▶ [演習の要件]:
(1) 文書抜粋から「塗布、現像装置及び基板の裏面洗浄方法。」から「により洗浄する方法に関する。」までの部分を一字一句変えずに抜き出してください。
(2) 次の記述(a)〜(c)が文書抜粋の内容と一致するかを、それぞれ「はい」か「いいえ」で答え、判断の根拠となる文書抜粋の語句を正確に引用せよ。
(a) 少なくともウエハの周縁部を洗浄するときは、ウエハの回転数を80rpm以下に制御する。
(b) 洗浄ブラシは自転せず、固定されたままウエハの裏面を洗浄する。
(c) 疎水化処理の例として、露光後のウエハに対して行うものが挙げられている。

説明

塗布、現像装置及び基板の裏面洗浄方法。

【課題】半導体ウエハに対してレジスト膜を形成し、露光後のウエハに対して現像を行う、塗布、現像装置において、例えばレジスト膜形成前のウエハに対して疎水化流体により疎水化処理を行うことによりウエハの裏面の周縁部が疎水化状態になる。このウエハの裏面を洗浄液とブラシとを用いて洗浄するとブラシが削れてウエハの裏面が汚染され、露光に不具合が生じる。そこでウエハの裏面を良好に行える手法を提供する。
【解決手段】露光前のウエハWを水平保持し、鉛直軸周りに回転させるスピンチャック10と、回転するウエハWの裏面51を、自転しながら洗浄する洗浄ブラシ30と、洗浄時にウエハWの裏面51に洗浄液Sを供給する洗浄液ノズル15と、を用い、少なくともウエハWの周縁部52を洗浄するときに、ウエハWの回転数80rpm以下となるように制御する。

【発明の詳細な説明】
【技術分野】
【0001】
本発明は、円形の基板の表面にレジスト膜を塗布し、このレジスト膜を露光、現像する塗布、現像装置において、基板の裏面を洗浄する技術、及び疎水化処理されている基板の裏面周縁部を洗浄ブラシにより洗浄する方法に関する。

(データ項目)
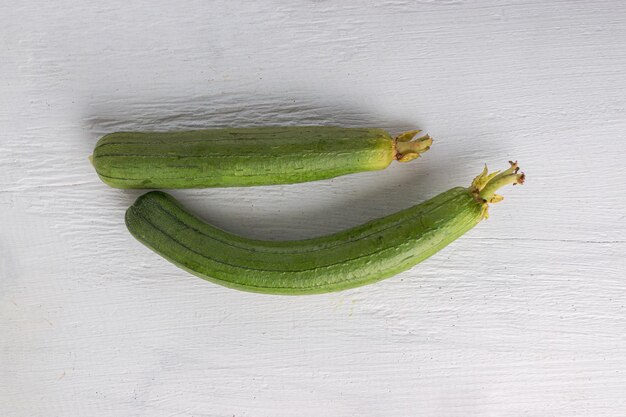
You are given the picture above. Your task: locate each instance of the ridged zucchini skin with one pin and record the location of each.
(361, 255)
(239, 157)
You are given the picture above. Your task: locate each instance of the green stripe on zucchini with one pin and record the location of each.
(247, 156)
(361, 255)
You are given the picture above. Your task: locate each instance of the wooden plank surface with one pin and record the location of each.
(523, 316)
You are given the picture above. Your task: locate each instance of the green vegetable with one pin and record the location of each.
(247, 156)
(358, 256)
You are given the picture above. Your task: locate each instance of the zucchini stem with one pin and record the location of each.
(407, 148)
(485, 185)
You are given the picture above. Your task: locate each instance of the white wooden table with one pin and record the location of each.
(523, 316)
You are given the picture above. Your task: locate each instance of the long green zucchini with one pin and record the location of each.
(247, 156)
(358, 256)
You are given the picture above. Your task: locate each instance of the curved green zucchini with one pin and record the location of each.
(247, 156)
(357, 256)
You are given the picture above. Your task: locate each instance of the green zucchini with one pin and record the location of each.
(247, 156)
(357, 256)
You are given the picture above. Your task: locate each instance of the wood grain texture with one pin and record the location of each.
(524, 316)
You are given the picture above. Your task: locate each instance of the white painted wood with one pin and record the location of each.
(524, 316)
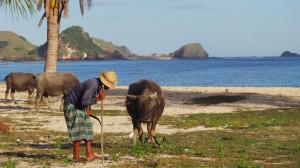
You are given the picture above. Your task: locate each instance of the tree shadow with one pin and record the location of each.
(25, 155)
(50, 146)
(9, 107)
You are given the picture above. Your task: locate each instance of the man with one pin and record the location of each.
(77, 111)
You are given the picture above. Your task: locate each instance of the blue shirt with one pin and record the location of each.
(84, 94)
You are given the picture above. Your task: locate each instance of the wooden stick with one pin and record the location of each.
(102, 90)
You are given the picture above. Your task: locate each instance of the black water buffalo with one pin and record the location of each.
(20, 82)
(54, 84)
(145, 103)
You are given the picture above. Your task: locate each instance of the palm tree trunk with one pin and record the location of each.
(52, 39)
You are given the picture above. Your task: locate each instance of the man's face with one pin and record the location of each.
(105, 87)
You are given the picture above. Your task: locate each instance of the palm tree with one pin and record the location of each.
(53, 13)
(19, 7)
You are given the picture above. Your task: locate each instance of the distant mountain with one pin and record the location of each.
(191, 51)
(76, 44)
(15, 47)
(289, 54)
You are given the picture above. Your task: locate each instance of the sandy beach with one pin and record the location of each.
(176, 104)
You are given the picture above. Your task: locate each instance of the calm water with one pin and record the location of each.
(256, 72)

▶ [解答一覧]:
(1)
塗布、現像装置及び基板の裏面洗浄方法。

【課題】半導体ウエハに対してレジスト膜を形成し、露光後のウエハに対して現像を行う、塗布、現像装置において、例えばレジスト膜形成前のウエハに対して疎水化流体により疎水化処理を行うことによりウエハの裏面の周縁部が疎水化状態になる。このウエハの裏面を洗浄液とブラシとを用いて洗浄するとブラシが削れてウエハの裏面が汚染され、露光に不具合が生じる。そこでウエハの裏面を良好に行える手法を提供する。
【解決手段】露光前のウエハWを水平保持し、鉛直軸周りに回転させるスピンチャック10と、回転するウエハWの裏面51を、自転しながら洗浄する洗浄ブラシ30と、洗浄時にウエハWの裏面51に洗浄液Sを供給する洗浄液ノズル15と、を用い、少なくともウエハWの周縁部52を洗浄するときに、ウエハWの回転数80rpm以下となるように制御する。

【発明の詳細な説明】
【技術分野】
【0001】
本発明は、円形の基板の表面にレジスト膜を塗布し、このレジスト膜を露光、現像する塗布、現像装置において、基板の裏面を洗浄する技術、及び疎水化処理されている基板の裏面周縁部を洗浄ブラシにより洗浄する方法に関する。

(2)
(a) はい。「少なくともウエハWの周縁部52を洗浄するときに、ウエハWの回転数80rpm以下となるように制御する」
(b) いいえ。「自転しながら洗浄する洗浄ブラシ30」
(c) いいえ。「レジスト膜形成前のウエハに対して疎水化流体により疎水化処理を行う」